* [Provided records]
◇ ◇ ◇ ◇
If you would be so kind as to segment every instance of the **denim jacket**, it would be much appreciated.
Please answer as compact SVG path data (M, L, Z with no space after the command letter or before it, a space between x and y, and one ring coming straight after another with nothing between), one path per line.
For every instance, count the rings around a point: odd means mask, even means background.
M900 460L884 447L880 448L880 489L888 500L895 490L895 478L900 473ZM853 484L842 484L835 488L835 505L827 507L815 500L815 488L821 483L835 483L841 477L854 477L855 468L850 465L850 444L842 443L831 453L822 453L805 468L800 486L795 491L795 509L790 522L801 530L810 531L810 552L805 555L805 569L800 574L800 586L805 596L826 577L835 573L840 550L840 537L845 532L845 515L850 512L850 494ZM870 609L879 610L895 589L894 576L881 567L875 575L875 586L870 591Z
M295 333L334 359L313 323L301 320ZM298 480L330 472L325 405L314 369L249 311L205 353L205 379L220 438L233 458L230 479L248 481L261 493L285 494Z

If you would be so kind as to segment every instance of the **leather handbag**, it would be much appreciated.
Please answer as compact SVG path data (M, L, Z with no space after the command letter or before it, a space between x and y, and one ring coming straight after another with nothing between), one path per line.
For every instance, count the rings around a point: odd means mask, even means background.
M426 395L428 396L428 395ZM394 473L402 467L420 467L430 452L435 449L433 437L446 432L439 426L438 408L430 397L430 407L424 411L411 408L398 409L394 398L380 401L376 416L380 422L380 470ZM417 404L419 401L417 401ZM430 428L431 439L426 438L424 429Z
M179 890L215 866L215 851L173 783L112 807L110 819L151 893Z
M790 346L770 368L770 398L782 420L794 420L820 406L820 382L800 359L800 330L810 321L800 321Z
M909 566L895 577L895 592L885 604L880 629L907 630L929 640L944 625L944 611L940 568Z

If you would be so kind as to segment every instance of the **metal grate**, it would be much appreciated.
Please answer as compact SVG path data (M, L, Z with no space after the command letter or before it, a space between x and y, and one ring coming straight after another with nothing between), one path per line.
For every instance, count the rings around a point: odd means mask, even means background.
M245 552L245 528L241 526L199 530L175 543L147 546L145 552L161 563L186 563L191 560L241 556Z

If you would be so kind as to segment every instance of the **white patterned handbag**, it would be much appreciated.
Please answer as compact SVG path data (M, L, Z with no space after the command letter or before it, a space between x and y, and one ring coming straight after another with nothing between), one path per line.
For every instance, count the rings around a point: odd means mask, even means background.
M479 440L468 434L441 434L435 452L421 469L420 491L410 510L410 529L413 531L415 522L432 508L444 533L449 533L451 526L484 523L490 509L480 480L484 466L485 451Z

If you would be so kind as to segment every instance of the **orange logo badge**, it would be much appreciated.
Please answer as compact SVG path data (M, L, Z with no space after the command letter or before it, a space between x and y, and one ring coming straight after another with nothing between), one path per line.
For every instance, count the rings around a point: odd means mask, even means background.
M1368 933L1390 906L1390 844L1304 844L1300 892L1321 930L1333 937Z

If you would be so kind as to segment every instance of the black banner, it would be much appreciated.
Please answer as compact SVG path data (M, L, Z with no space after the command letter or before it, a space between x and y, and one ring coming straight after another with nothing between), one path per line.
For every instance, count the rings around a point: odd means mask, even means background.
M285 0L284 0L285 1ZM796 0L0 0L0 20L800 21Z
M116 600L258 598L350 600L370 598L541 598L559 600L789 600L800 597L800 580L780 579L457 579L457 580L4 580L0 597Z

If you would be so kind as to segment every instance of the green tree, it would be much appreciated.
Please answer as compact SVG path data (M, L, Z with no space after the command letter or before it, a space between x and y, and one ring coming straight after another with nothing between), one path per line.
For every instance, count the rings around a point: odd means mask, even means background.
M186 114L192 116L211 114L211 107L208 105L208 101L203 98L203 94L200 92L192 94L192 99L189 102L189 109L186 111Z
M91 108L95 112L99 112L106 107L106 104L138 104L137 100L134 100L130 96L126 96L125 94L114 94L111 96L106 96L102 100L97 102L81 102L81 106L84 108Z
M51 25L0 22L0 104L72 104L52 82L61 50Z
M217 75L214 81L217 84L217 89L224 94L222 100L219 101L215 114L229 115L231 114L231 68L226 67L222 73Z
◇ ◇ ◇ ◇
* [Exercise brief]
State how many lines of the listing hold the string "would"; reply with the number and nothing else.

* [Answer box]
7